OIG Audit – Insurance
|Applicant||City of Orlando|
|PW ID#||Multiple PWs|
Conclusion: On second appeal, the City of Orlando (Applicant) has demonstrated that a portion of FEMA funding previously deobligated as the result of DHS Office of Inspector General (OIG) audits was incorrectly identified as a duplication of benefits, and is eligible for Public Assistance (PA) reimbursement.
In August 2004, rain, high winds, and 105 miles per hour gusts from Hurricane Charley caused severe damage throughout Orlando, Florida. FEMA prepared and obligated numerous Project Worksheets (PWs) to address disaster-related work. In September 2004, Hurricane Jeanne struck Florida damaging many facilities throughout the City of Orlando. FEMA prepared several PWs to address work to repair, restore, or replace various public buildings and obligated funding to address associated costs. In February 2012, the OIG issued two audit reports—DA-12-10 and DA-12-11—recommending that FEMA disallow PA funding from 13 large projects and 37 small projects related to Hurricane Charley and nine small projects related to Hurricane Jeanne because the Stafford Act § 312 prohibits the use of PA funds for damages covered by insurance. FEMA subsequently deobligated funding, totaling $861,003.00, based on the OIG recommendations. In two first appeals, the Applicant appealed FEMA’s deobligation of funding based on OIG audit recommendations. The Region IV Regional Administrator (RA) denied both first appeals determining that FEMA and the OIG made reasonable determinations as to what were the Applicant’s entitlements to insurance proceeds based on the information provided. In addition, the RA determined that the Applicant had not provided sufficient documentation to reconcile the questioned PWs with the corresponding Statements of Loss. In separate second appeals, the Applicant asserts that Stafford Act § 705(c) statutorily prohibits FEMA from deobligating any of the funds at issue because the PWs at issue were formulated, reviewed, and obligated by FEMA, FEMA determined the costs were reasonable, and the projects were completed. The Applicant, again, requests that FEMA re-obligate a total of $659,309.69 that it asserts was incorrectly deobligated based on OIG findings. Through its response to FEMA’s Request for Information, the Applicant adjusted the total requested amount to $547,392.21.

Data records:
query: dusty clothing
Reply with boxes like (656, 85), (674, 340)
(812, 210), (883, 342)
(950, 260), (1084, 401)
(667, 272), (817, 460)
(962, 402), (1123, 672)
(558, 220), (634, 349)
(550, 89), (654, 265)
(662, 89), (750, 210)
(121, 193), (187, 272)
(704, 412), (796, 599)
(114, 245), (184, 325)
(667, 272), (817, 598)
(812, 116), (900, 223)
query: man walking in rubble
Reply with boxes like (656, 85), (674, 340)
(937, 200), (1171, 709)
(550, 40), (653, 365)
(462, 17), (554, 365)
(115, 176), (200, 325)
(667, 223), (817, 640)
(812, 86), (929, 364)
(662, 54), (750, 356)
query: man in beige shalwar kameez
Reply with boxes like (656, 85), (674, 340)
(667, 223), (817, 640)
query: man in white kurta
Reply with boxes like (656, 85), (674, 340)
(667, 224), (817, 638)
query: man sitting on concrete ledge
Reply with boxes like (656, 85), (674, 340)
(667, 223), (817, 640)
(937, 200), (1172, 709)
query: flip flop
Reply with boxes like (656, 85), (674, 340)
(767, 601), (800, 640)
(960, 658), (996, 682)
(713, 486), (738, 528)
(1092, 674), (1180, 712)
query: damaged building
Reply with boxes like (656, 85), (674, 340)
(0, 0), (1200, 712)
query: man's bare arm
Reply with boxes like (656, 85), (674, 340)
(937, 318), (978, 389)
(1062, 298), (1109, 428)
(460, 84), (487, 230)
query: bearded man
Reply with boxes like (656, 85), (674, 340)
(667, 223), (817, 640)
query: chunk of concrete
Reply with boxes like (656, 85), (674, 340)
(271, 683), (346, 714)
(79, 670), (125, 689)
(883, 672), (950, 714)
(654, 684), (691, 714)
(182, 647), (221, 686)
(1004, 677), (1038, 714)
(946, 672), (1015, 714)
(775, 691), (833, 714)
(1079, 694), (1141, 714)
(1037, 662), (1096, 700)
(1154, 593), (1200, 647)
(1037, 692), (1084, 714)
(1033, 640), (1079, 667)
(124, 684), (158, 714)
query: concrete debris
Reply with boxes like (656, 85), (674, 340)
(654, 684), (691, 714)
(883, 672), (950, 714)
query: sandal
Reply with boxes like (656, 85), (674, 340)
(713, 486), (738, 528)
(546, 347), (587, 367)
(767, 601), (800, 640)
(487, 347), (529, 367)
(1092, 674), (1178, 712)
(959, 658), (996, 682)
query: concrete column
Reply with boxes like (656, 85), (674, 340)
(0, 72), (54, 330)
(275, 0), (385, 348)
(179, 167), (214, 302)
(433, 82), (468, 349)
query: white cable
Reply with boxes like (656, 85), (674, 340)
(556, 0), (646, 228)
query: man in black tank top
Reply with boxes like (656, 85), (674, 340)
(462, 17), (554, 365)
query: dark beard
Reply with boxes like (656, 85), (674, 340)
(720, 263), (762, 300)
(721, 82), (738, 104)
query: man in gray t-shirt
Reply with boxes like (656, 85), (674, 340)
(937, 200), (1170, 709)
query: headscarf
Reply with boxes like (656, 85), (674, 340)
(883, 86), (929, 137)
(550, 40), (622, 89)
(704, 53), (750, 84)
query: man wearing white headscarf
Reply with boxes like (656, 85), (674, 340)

What to do
A. List every dollar amount that appears in the OIG audit appeal summary.
B. Continue the OIG audit appeal summary, starting right after its last sentence.

Answer set
A.
$861,003.00
$659,309.69
$547,392.21

B.
Authorities and Second Appeals
- Stafford Act §§ 312 & 705(c).
- 44 C.F.R. § 13.51.
- Pursuant to Stafford Act § 312, FEMA must reduce the amount of assistance provided to the Applicant by the amount of financial assistance it will receive from insurance proceeds.
- Following OIG Audit Report DA-12-10 with accompanying recommendations, FEMA deobligated $809,052.00 from various Hurricane Charley PWs. On second appeal, the Applicant’s documentation substantiates re-obligating $463,444.89 of the deobligated amount.
- Similarly, FEMA deobligated $51,951.00 from several Hurricane Jeanne PWs following recommendation in DA-12-11. On second appeal, the Applicant has substantiated re-obligating $46,069.59 of the deobligated amount.
- According to Stafford Act § 705(c), an applicant is not required to reimburse PA funds if the payment was authorized in an approved agreement specifying the costs, the costs were reasonable, and the purpose of the grant was accomplished.
- FEMA is not precluded from deobligating funds that are duplicative as insurance proceeds.
Bryan W. Koon
State of Florida Division of Emergency Management
2555 Shumard Oaks Boulevard
Tallahassee, Florida 32399-2100
Re: Second Appeal – City of Orlando, PA ID 095-53000-00, FEMA-1539/1561-DR-FL, Multiple Project Worksheets (PWs) – OIG Audit – Insurance
Dear Mr. Koon:
This is in response to a letter from your office dated March 10, 2015, which transmitted the referenced second appeal on behalf of the City of Orlando (Applicant). The Applicant is appealing the Department of Homeland Security’s Federal Emergency Management Agency’s (FEMA) denial of $547,392.21 deobligated as a duplication of benefits following two DHS Office of Inspector General (OIG) audits.
As explained in the enclosed analysis, I have determined that the Applicant has demonstrated that a portion of its requested amount is not a duplication of benefits and, thus, is eligible for Public Assistance reimbursement. In addition, FEMA’s deobligation of the remaining funds is not prohibited by Stafford Act § 705(c). Therefore, I am partially granting the appeal and, as detailed in analysis, $509,514.48 will be allocated among the appropiate PWs.
By copy of this letter, I am requesting the Regional Administrator to take appropriate action to implement this determination. This determination is the final decision on this matter pursuant to 44 C.F.R. § 206.206, Appeals.
cc: Gracia Szczech
FEMA Region IV
In August 2004, rain, high winds, and 105 miles per hour gusts from Hurricane Charley caused severe damage throughout the City of Orlando (Applicant). FEMA prepared numerous Project Worksheets (PWs) to address disaster-related work. Hurricane Jeanne struck Florida damaging many facilities throughout the City of Orlando in September 2004. FEMA developed additional PWs to address work to repair, restore, or replace various public buildings impacted by that disaster.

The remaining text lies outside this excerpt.